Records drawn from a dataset

__________

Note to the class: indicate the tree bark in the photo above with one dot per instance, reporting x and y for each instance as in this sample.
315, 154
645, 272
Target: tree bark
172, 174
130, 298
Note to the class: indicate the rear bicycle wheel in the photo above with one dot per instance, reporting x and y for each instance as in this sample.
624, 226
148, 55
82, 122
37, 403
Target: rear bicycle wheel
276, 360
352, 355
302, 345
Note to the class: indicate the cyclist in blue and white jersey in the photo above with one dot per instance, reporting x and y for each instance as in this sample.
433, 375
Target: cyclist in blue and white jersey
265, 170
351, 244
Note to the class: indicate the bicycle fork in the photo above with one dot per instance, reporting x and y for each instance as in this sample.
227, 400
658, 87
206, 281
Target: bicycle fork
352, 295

__________

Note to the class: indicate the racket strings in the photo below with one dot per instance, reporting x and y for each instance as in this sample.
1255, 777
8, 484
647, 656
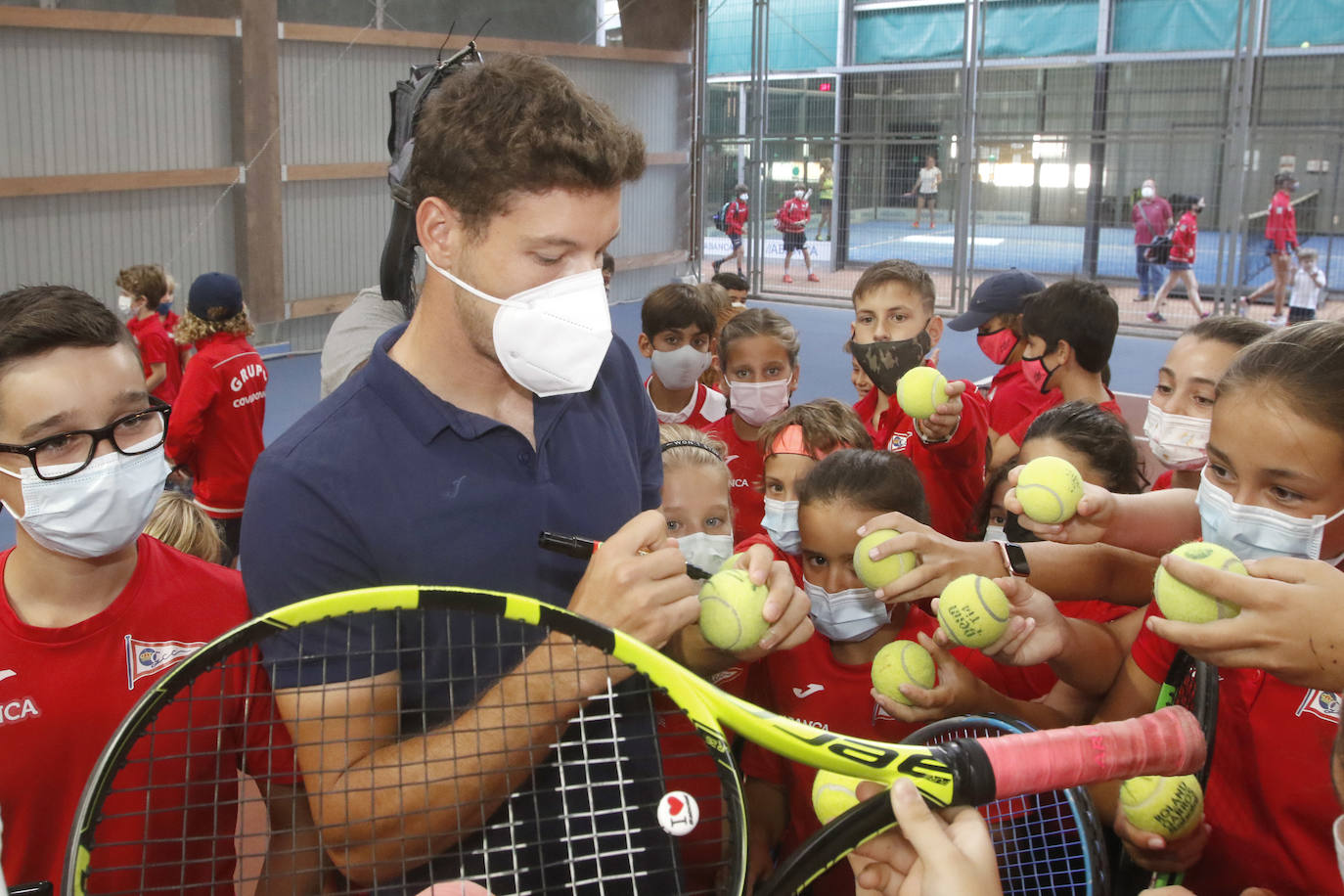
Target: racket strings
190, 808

__________

• Goal of the exercise
What lines of the data include the word "class"? Copy each of them.

• Result of this exercise
Note to the class: indicate the tree bark in the photo above with one dot per instance, reporting x and y for each instance as in this sample.
Note to the class: indicate the rear bicycle wheel in the photo above with one dot per instance, reporting x and y for each instance as in this sample.
Note to the class: indicate the cyclist in blue and white jersey in the photo above with one dot per instance, reporting x and y for each instance as in this sample.
Note to the class: indicate the bicycle fork in the photo above with one dot per instance, reporting x and y for each instance as in this sample.
Note to the class: indicate the racket strings in the photo below with one dot per instance, reporting x and y for each instance as in this sample.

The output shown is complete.